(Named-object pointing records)

★ ★ ★ ★ ★

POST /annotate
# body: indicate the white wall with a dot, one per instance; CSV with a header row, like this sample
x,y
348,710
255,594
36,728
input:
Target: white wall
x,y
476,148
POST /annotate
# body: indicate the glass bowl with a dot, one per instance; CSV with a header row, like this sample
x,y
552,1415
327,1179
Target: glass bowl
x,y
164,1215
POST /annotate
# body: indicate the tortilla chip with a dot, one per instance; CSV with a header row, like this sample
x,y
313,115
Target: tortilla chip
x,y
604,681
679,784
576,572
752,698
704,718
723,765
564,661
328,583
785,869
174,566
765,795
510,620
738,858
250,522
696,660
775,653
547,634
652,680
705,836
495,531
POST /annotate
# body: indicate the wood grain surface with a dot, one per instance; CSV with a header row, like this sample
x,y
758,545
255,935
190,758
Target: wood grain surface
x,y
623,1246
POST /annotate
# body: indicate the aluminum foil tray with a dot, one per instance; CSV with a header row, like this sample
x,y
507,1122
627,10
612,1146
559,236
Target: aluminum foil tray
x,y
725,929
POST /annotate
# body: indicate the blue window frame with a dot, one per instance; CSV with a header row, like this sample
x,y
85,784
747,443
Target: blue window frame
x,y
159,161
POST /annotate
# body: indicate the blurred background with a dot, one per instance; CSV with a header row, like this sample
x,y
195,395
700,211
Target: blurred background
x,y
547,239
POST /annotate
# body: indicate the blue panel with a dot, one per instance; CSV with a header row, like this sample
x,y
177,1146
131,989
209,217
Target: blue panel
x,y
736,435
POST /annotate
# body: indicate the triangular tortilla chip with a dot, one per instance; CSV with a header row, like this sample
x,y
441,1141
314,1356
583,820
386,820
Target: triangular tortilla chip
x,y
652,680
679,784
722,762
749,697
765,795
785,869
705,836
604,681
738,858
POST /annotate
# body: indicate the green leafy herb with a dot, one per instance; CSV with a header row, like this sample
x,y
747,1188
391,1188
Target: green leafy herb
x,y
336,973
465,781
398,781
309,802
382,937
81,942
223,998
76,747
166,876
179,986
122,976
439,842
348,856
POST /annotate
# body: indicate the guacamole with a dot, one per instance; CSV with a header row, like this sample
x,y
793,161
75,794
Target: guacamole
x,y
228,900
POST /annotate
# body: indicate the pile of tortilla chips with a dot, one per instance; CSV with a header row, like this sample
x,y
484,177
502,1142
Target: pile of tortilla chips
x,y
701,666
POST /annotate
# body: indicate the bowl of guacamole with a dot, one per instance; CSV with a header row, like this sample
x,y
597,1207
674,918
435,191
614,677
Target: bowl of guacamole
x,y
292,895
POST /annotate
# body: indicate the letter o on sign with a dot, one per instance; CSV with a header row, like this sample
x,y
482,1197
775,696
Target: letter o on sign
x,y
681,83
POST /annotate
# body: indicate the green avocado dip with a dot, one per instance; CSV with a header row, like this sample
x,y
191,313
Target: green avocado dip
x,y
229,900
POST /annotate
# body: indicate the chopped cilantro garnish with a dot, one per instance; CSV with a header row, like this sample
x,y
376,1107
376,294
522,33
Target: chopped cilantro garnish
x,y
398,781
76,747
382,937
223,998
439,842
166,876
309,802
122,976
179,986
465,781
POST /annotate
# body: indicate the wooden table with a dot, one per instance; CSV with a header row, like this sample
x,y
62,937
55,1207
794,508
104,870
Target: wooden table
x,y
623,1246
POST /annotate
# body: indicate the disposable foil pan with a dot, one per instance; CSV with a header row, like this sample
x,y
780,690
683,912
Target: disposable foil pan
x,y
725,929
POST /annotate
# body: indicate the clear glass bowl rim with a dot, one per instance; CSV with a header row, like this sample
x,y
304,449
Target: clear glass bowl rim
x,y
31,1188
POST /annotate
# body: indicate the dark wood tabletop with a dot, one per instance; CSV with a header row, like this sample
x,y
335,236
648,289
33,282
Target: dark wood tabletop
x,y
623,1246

★ ★ ★ ★ ★

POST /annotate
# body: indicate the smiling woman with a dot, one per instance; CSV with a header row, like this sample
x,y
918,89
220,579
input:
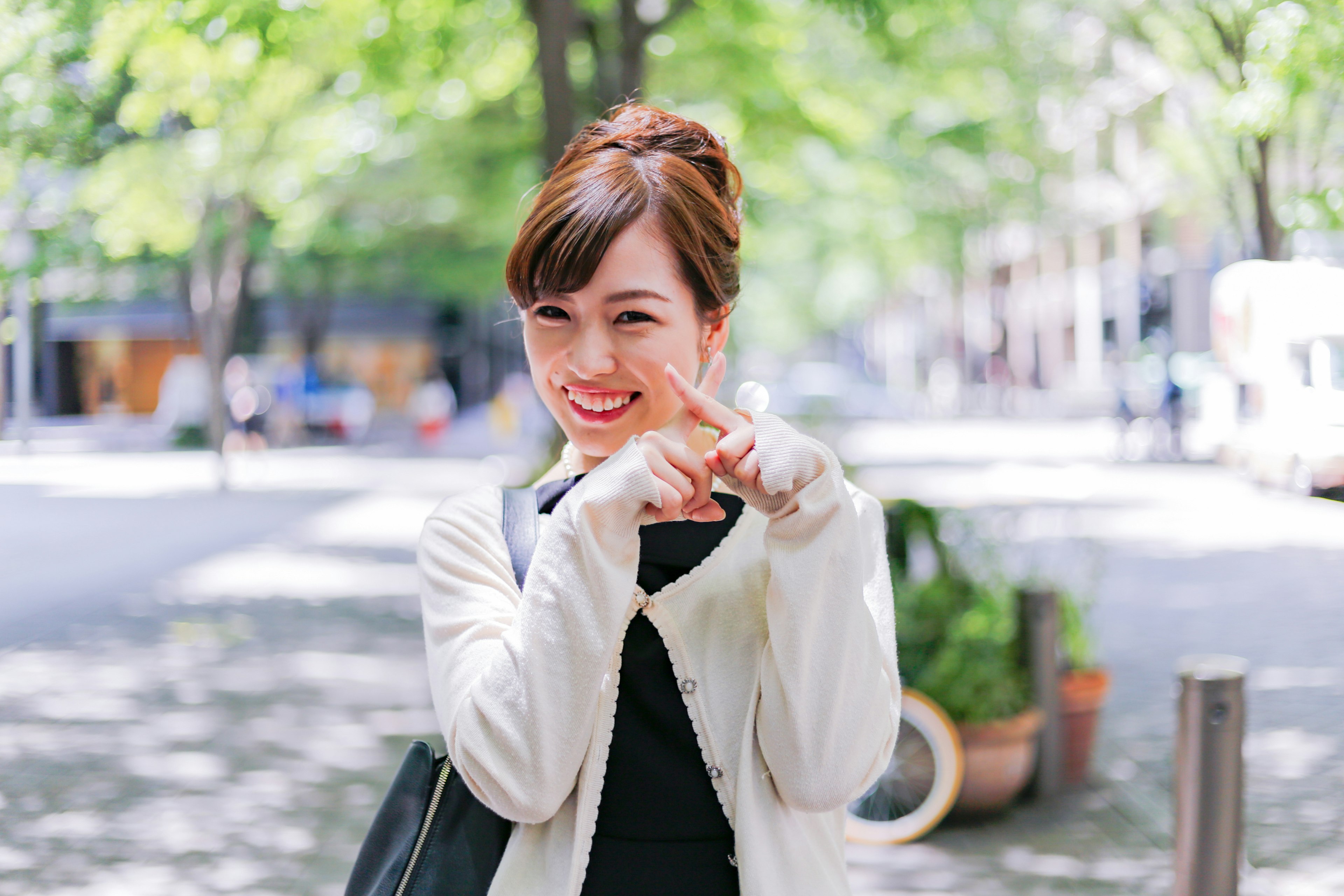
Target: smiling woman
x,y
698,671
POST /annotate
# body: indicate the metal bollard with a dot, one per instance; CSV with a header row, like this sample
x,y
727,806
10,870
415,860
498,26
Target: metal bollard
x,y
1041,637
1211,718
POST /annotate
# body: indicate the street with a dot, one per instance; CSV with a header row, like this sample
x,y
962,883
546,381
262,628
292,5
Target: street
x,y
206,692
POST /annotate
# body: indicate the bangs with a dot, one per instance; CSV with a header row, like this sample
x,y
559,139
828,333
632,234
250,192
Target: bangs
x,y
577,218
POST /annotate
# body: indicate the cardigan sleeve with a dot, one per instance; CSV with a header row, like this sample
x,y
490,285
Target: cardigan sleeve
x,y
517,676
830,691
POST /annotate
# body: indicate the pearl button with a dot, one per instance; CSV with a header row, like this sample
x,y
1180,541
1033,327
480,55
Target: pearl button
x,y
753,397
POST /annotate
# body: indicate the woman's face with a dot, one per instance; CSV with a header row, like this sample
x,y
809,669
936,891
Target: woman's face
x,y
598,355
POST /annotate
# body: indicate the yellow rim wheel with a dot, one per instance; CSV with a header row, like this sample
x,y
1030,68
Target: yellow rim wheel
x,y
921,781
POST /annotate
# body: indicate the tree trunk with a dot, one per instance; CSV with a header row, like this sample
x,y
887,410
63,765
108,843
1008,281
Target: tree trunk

★ ★ ★ ★ ★

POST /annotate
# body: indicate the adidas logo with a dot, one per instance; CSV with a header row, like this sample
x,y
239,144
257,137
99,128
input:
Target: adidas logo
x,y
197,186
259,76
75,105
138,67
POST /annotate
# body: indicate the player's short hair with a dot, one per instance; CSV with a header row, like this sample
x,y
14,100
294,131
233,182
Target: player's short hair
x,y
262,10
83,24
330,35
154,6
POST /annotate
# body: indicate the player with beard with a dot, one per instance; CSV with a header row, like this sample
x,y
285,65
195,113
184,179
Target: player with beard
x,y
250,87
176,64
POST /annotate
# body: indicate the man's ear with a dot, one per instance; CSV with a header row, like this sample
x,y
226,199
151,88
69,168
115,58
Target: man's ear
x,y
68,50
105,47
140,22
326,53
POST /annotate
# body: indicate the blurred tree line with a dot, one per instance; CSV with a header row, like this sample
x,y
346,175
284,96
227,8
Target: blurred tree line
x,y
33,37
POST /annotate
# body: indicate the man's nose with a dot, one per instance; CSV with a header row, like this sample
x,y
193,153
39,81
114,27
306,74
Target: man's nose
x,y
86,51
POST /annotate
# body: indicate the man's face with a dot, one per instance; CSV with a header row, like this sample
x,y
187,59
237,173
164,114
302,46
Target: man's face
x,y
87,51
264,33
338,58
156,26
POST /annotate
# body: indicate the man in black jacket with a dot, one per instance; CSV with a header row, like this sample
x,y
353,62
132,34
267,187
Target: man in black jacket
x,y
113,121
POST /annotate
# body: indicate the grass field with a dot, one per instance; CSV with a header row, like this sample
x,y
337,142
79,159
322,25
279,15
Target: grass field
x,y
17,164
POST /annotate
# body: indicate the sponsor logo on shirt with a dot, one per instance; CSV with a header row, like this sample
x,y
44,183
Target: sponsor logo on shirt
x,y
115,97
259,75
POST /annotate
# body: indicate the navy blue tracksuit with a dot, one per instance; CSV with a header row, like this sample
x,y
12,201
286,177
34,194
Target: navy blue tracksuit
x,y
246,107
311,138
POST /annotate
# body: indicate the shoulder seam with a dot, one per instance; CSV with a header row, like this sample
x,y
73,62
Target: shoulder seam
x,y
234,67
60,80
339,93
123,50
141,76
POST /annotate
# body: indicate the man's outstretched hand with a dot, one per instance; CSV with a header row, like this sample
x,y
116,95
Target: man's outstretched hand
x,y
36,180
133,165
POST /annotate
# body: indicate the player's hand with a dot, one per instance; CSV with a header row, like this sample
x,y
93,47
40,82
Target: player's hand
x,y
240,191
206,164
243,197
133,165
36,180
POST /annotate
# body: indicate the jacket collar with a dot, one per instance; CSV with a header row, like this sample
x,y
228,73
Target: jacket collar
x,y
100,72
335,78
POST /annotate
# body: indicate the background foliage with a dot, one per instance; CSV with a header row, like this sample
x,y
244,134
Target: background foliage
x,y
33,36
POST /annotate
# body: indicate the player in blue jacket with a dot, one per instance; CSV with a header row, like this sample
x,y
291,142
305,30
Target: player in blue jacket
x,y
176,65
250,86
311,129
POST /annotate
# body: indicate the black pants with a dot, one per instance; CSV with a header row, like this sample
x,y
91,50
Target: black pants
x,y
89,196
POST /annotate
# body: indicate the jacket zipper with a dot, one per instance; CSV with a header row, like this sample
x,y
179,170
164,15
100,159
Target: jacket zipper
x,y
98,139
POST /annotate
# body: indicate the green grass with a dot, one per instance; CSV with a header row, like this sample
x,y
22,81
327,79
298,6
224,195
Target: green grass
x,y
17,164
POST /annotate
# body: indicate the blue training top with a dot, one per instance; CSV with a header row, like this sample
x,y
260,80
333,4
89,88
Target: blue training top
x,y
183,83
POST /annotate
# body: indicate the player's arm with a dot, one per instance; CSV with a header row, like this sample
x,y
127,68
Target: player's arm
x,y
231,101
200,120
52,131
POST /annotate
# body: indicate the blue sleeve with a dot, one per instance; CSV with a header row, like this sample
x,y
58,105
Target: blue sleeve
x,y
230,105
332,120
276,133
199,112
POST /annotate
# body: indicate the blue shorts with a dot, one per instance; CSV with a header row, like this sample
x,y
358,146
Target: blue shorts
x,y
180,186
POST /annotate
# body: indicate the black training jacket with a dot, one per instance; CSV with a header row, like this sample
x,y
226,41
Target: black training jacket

★ ★ ★ ★ ★

→ Problem description: Count the lines in the items above that contain the word "zipper". Reply with only the number.

→ Response: 2